• Given problem: Determine how many lines of the material contain the string "bridge". Reply with the number alone.
[Start Source data]
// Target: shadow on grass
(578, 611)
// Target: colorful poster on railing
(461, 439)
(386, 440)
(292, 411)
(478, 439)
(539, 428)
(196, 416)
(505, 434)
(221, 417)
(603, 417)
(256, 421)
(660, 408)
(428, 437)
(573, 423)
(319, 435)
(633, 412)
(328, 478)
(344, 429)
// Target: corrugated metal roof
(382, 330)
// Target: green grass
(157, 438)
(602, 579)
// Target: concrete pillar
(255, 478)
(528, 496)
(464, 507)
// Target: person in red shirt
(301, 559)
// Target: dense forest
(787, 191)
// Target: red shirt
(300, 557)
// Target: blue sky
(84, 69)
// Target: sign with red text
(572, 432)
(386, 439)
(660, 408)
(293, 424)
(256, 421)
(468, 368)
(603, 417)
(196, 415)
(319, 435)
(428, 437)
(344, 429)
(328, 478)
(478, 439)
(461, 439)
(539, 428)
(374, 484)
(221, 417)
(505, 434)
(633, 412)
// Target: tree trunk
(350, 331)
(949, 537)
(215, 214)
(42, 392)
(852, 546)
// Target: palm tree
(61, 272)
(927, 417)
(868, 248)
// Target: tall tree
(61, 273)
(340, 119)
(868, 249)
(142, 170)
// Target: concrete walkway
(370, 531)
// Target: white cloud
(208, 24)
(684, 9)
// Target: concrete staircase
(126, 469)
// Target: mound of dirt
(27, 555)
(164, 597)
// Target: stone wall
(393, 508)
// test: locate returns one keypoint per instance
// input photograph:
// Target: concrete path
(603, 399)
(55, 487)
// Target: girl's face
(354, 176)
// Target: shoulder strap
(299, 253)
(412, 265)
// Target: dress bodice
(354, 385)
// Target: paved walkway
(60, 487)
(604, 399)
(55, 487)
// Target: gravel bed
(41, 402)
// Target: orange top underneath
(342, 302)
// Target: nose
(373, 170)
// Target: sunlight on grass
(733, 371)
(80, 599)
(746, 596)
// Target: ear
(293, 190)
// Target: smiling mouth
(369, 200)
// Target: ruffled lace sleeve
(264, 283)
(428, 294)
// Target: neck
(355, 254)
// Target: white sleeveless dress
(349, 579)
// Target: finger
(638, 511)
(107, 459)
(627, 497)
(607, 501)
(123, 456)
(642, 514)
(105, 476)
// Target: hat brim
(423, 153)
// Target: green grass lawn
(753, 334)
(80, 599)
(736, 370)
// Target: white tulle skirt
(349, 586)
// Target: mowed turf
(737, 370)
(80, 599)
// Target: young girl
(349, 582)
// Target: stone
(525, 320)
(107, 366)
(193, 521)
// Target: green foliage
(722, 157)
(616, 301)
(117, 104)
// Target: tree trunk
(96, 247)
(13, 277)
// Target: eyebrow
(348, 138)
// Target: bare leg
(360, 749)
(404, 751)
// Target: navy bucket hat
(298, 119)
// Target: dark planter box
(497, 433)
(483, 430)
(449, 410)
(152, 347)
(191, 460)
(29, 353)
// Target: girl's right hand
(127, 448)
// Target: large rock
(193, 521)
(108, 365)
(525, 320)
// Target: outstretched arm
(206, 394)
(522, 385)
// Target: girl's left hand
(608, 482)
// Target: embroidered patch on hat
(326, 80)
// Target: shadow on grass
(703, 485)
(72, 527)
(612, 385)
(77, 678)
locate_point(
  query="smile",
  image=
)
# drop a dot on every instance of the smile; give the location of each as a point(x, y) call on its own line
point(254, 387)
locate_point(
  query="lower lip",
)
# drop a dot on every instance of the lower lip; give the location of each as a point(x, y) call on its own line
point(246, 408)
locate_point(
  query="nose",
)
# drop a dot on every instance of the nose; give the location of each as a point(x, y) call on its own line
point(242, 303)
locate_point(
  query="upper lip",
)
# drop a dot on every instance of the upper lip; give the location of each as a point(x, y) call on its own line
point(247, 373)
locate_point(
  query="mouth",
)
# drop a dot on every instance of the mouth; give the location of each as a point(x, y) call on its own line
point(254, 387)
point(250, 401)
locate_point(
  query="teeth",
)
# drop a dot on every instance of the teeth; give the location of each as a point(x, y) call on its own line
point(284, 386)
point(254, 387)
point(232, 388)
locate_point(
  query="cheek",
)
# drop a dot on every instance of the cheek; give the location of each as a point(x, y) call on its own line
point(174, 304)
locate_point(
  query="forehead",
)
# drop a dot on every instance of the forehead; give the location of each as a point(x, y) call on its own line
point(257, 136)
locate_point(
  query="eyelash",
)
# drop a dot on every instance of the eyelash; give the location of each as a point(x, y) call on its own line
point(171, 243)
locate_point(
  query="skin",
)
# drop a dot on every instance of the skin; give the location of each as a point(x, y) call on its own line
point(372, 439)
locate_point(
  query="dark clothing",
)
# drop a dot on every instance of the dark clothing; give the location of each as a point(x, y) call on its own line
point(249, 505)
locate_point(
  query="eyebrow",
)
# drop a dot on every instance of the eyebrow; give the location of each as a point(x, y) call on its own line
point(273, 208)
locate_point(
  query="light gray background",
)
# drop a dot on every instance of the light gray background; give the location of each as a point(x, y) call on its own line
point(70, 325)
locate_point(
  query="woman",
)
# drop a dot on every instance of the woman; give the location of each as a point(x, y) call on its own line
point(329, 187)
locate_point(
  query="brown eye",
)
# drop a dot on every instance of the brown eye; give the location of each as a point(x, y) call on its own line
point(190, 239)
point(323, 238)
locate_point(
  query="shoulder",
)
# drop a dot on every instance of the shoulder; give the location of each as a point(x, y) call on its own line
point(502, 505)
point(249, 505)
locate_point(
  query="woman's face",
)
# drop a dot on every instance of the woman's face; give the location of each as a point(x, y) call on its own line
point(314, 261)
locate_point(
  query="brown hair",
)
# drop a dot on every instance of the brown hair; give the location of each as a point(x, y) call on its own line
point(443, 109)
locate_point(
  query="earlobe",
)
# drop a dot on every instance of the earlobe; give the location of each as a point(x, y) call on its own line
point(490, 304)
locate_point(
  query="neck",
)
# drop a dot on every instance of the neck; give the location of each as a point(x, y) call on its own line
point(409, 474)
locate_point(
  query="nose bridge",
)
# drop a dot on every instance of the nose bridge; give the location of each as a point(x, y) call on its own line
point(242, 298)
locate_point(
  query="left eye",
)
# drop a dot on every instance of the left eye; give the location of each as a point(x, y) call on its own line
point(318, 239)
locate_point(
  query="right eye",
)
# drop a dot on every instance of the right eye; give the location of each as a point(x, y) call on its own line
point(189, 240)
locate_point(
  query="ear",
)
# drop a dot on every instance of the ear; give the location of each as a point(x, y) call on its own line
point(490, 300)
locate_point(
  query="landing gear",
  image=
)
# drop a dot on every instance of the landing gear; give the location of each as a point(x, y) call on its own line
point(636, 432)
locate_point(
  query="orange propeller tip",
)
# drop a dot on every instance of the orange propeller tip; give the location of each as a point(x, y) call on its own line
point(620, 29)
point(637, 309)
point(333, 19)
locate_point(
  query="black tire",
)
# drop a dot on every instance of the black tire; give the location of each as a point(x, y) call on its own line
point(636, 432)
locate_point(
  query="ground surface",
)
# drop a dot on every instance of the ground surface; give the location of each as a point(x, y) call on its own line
[End Source data]
• Response to the task: 2